— AIM OF THE TASK —
Examine the records and identify each line that includes the string "brown". Copy those lines.

[Recorded data]
********************

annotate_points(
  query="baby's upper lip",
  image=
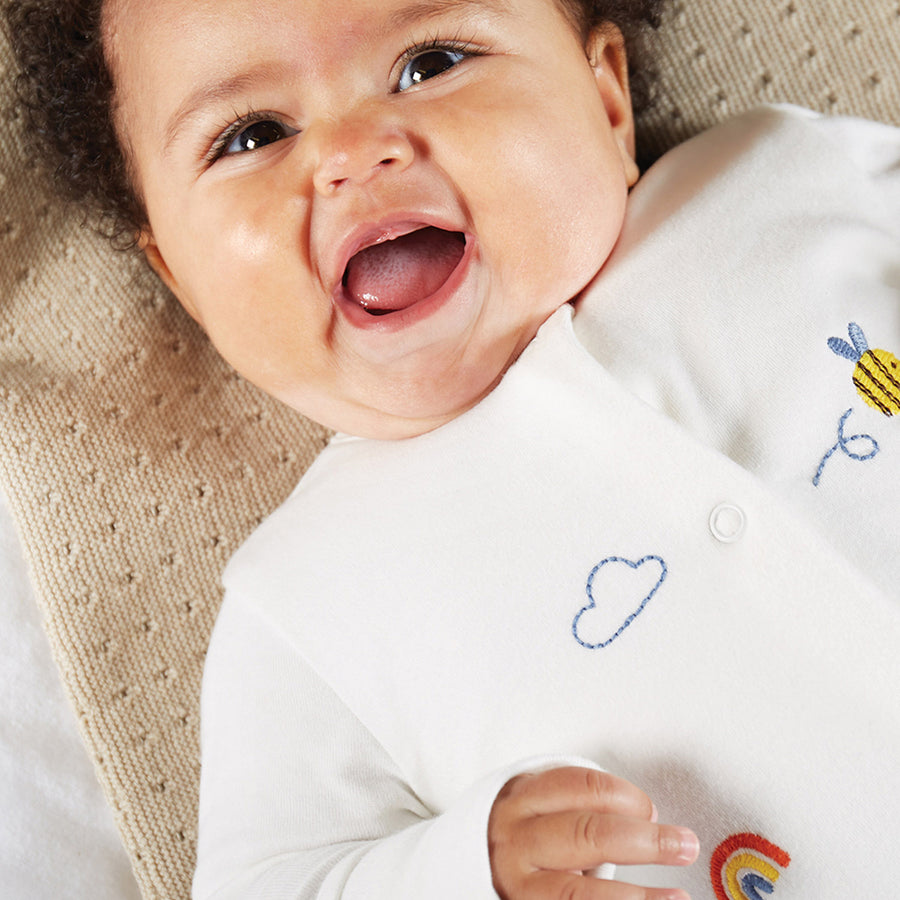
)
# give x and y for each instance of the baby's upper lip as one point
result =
(386, 228)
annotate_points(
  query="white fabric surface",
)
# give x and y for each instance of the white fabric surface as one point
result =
(57, 837)
(402, 629)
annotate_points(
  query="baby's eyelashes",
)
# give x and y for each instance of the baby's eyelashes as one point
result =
(249, 133)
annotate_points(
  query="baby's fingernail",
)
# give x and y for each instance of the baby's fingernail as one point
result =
(690, 846)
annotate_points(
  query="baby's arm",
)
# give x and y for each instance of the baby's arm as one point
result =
(298, 799)
(545, 829)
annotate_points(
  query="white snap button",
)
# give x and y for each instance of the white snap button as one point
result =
(727, 523)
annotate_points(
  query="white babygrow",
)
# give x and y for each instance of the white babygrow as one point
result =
(667, 544)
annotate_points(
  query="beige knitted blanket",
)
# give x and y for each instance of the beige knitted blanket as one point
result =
(135, 461)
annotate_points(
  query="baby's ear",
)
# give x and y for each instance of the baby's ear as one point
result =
(154, 257)
(606, 51)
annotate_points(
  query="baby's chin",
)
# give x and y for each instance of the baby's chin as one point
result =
(401, 415)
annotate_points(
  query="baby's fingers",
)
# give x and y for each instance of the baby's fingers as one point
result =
(584, 839)
(571, 787)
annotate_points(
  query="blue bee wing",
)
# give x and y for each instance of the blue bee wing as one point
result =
(858, 338)
(842, 348)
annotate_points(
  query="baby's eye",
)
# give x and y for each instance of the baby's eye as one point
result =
(428, 63)
(244, 137)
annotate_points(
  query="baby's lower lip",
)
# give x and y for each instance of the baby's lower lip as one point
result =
(389, 320)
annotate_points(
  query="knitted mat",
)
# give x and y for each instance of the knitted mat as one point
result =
(135, 461)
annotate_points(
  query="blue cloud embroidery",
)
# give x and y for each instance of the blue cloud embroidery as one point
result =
(592, 627)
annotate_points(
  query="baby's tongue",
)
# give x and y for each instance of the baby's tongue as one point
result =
(393, 275)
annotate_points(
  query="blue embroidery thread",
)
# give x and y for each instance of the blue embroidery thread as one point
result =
(753, 884)
(843, 445)
(592, 605)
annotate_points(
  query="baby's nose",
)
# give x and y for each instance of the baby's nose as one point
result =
(357, 149)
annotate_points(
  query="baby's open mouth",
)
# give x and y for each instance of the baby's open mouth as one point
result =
(393, 275)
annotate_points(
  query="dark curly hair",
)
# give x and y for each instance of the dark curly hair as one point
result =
(67, 91)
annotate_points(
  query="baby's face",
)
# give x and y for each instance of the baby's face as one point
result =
(371, 206)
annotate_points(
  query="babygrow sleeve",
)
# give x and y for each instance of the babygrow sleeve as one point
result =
(299, 800)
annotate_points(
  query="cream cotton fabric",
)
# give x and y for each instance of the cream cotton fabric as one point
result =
(135, 461)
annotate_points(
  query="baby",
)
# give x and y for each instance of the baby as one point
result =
(384, 213)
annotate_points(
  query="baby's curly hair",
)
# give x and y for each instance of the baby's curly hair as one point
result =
(67, 91)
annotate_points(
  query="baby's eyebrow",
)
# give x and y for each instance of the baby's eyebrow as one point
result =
(426, 9)
(217, 92)
(221, 91)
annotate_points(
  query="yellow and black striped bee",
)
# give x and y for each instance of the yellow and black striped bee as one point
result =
(877, 372)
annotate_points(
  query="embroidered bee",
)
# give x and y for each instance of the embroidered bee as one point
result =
(877, 373)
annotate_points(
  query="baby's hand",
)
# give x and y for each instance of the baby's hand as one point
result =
(545, 830)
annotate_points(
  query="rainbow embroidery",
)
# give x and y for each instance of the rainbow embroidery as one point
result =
(746, 867)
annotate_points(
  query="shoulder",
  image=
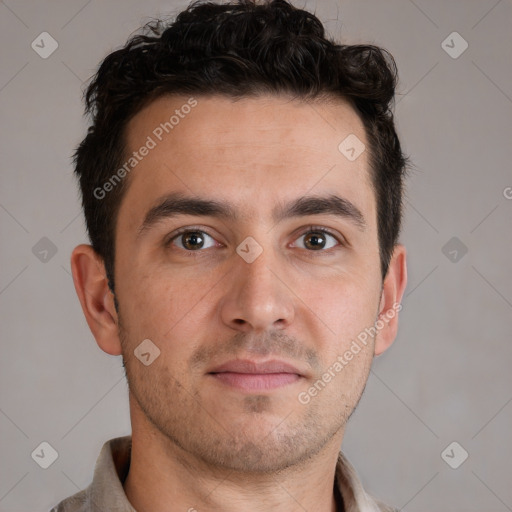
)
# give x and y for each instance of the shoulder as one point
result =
(76, 503)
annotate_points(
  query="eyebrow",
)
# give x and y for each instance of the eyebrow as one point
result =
(175, 204)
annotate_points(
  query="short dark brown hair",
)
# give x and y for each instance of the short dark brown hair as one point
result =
(239, 49)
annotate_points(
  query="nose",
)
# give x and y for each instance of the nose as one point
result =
(256, 296)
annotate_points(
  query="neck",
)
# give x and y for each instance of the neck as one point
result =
(161, 474)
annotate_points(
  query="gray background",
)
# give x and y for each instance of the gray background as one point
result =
(447, 377)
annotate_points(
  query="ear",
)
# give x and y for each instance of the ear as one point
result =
(91, 284)
(392, 292)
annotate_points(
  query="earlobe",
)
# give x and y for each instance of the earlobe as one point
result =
(95, 297)
(390, 303)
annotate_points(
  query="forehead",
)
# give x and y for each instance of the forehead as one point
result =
(257, 150)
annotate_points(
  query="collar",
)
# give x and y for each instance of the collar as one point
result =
(106, 490)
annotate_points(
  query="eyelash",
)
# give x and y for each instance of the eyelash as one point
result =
(310, 229)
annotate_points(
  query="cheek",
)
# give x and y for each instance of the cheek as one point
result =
(344, 307)
(165, 308)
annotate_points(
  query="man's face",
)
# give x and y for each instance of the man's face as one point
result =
(289, 293)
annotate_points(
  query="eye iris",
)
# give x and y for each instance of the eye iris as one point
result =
(192, 240)
(314, 241)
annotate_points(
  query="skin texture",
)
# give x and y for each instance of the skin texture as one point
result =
(197, 442)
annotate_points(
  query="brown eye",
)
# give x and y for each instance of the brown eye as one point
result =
(192, 240)
(317, 240)
(314, 241)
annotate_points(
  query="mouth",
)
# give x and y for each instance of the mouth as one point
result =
(250, 376)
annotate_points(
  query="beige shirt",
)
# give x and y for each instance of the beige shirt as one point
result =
(106, 493)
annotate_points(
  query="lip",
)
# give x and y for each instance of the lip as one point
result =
(251, 376)
(253, 367)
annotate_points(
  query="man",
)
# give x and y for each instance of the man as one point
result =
(241, 184)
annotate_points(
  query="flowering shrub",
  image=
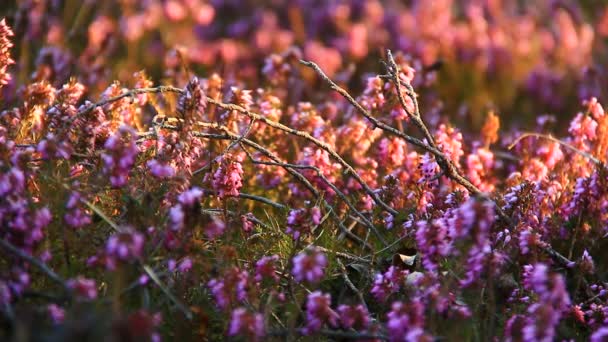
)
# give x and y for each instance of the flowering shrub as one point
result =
(344, 170)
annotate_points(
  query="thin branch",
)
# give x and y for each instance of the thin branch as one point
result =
(350, 284)
(324, 146)
(563, 143)
(34, 261)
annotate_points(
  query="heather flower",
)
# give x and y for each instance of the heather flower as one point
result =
(75, 216)
(586, 263)
(246, 324)
(302, 221)
(247, 222)
(553, 302)
(388, 283)
(265, 268)
(56, 313)
(355, 317)
(215, 228)
(160, 170)
(309, 266)
(319, 312)
(190, 197)
(227, 179)
(241, 97)
(53, 147)
(600, 335)
(5, 56)
(119, 156)
(428, 168)
(83, 288)
(126, 245)
(433, 243)
(449, 141)
(193, 101)
(406, 322)
(232, 287)
(392, 152)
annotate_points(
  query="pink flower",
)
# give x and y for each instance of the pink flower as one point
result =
(126, 245)
(246, 324)
(227, 179)
(83, 288)
(120, 154)
(56, 313)
(355, 317)
(319, 312)
(309, 266)
(160, 170)
(265, 268)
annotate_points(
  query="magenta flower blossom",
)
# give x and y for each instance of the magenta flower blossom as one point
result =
(120, 154)
(388, 283)
(126, 245)
(406, 322)
(319, 312)
(265, 268)
(309, 266)
(355, 317)
(5, 56)
(600, 335)
(75, 216)
(83, 288)
(227, 179)
(215, 228)
(246, 324)
(231, 288)
(193, 100)
(56, 313)
(302, 221)
(160, 170)
(553, 302)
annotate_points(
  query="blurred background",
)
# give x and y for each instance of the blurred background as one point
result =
(519, 58)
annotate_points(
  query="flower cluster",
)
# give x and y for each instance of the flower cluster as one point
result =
(310, 189)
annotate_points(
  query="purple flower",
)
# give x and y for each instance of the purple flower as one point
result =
(193, 101)
(388, 283)
(246, 324)
(302, 221)
(227, 179)
(160, 170)
(233, 286)
(265, 268)
(76, 216)
(309, 266)
(600, 335)
(83, 288)
(120, 154)
(406, 321)
(319, 312)
(356, 317)
(190, 197)
(56, 313)
(126, 245)
(553, 302)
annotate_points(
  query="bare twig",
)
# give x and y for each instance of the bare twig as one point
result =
(34, 261)
(350, 284)
(563, 143)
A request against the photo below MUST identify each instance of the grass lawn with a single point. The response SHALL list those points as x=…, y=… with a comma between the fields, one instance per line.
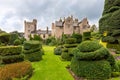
x=51, y=67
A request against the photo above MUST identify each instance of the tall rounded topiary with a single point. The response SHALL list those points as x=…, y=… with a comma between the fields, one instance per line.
x=110, y=22
x=92, y=61
x=33, y=50
x=67, y=49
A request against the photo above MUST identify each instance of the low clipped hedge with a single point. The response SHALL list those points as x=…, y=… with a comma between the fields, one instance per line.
x=35, y=56
x=93, y=61
x=10, y=50
x=89, y=46
x=70, y=45
x=58, y=50
x=70, y=41
x=67, y=54
x=108, y=39
x=86, y=35
x=33, y=50
x=11, y=54
x=31, y=45
x=99, y=54
x=16, y=70
x=12, y=59
x=114, y=46
x=92, y=70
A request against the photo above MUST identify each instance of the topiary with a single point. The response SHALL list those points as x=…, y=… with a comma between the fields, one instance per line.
x=92, y=61
x=78, y=37
x=58, y=50
x=86, y=35
x=33, y=50
x=17, y=42
x=70, y=41
x=4, y=38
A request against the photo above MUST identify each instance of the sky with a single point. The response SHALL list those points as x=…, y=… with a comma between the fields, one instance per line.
x=14, y=12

********************

— TASK RESPONSE —
  query="short dark brown hair",
# give x and y for each instance of the short dark brown hair as one point
  query="brown eye",
# give x and y for each instance of the brown eye as one point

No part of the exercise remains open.